Now, Lines said, work is slated to resume in April, the estimate stands at $67.3 million, and the addition is not expected to open until early 2018.
However, he said, the project will still achieve its original goal of enabling the hospital, which currently has 71 semi-private rooms, to transition to all-private patient rooms, which are now standard in the industry.
He noted that a decision to add additional technology to the rooms — to help patients be more informed about and engaged in their care — also contributed to the increased cost.
Lines also said Lancaster General Health expects to save about $8 million due to the unrelated recent consolidation of its roughly $173 million in public debt with the debt of University of Pennsylvania Health System.
The Philadelphia-based university and the Perelman School of Medicine are jointly known as Penn Medicine, an entity that Lancaster General Health joined in August 2015.
The Lancaster County Hospital Authority approved the debt consolidation, authorizing a bond of up to $570 million.
“We eliminated duplication of effort and improved our combined financial position for the future,” Lines said.
The consolidation does not add additional debt to Lancaster General’s balance sheet or put the Authority or Lancaster County under any liability for the debt, he said.
Lines also noted that, as the parties described when announcing the Penn Medicine deal, Lancaster General continues to maintain its own balance sheet and its assets remain in the local community.

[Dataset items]
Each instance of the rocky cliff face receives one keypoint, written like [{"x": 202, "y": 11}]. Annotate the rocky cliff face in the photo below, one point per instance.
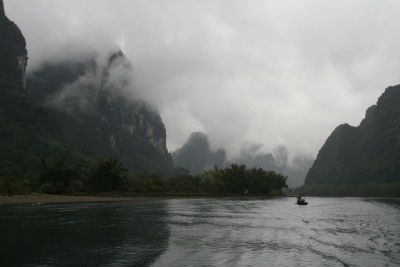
[
  {"x": 363, "y": 154},
  {"x": 95, "y": 110},
  {"x": 196, "y": 155},
  {"x": 28, "y": 131},
  {"x": 13, "y": 53}
]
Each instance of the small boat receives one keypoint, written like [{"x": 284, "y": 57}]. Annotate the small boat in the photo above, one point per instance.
[{"x": 301, "y": 201}]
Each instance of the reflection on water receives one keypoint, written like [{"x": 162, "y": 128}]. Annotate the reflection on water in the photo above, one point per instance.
[
  {"x": 108, "y": 234},
  {"x": 204, "y": 232}
]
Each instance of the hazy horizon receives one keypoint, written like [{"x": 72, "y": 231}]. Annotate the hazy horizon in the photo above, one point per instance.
[{"x": 268, "y": 73}]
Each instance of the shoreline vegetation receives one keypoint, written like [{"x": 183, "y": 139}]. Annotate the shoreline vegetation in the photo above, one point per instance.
[
  {"x": 41, "y": 199},
  {"x": 109, "y": 178}
]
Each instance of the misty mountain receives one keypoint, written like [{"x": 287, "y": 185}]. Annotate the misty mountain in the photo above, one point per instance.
[
  {"x": 364, "y": 154},
  {"x": 13, "y": 53},
  {"x": 197, "y": 156},
  {"x": 90, "y": 100},
  {"x": 28, "y": 131},
  {"x": 278, "y": 161}
]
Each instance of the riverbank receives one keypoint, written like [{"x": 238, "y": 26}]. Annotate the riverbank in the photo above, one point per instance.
[
  {"x": 44, "y": 198},
  {"x": 37, "y": 198}
]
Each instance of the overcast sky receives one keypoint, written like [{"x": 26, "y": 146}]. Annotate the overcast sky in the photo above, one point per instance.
[{"x": 266, "y": 72}]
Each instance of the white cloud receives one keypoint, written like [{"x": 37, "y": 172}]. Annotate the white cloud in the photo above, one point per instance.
[{"x": 270, "y": 72}]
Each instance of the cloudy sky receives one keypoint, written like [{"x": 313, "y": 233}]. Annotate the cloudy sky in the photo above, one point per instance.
[{"x": 266, "y": 72}]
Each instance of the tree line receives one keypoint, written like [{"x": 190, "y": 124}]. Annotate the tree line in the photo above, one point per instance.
[{"x": 110, "y": 175}]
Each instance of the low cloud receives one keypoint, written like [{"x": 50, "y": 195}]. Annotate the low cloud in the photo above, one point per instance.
[{"x": 268, "y": 72}]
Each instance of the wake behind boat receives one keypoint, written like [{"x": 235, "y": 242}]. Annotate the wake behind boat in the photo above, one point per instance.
[{"x": 301, "y": 201}]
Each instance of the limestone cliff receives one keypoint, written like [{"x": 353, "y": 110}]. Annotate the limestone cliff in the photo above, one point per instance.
[
  {"x": 364, "y": 154},
  {"x": 13, "y": 53},
  {"x": 96, "y": 108},
  {"x": 28, "y": 131}
]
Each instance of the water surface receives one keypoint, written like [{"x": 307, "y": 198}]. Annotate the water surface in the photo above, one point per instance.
[{"x": 203, "y": 232}]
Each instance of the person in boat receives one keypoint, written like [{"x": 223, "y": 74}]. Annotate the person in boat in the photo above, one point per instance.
[{"x": 300, "y": 200}]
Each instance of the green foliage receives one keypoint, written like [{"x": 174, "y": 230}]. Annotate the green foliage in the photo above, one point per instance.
[
  {"x": 55, "y": 177},
  {"x": 229, "y": 181},
  {"x": 107, "y": 175},
  {"x": 372, "y": 189},
  {"x": 238, "y": 180}
]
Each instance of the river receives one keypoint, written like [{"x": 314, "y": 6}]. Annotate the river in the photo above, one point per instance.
[{"x": 203, "y": 232}]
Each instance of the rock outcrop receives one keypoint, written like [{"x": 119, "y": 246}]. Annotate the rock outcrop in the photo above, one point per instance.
[
  {"x": 28, "y": 132},
  {"x": 96, "y": 108},
  {"x": 196, "y": 155},
  {"x": 13, "y": 53},
  {"x": 364, "y": 154}
]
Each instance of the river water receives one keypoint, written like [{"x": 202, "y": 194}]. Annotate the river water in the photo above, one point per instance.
[{"x": 203, "y": 232}]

# REQUIRED ACTION
Decide whether each statement agrees with the hospital expansion text, answering yes or no and quoting the deciding words: (a) The addition is not expected to open until early 2018. (b) The hospital currently has 71 private rooms. (c) The debt consolidation adds debt to Lancaster General's balance sheet. This material was taken from a separate source.

# SOLUTION FOR THIS EXERCISE
(a) Yes: "the addition is not expected to open until early 2018"
(b) No: "currently has 71 semi-private rooms"
(c) No: "does not add additional debt to Lancaster General’s balance sheet"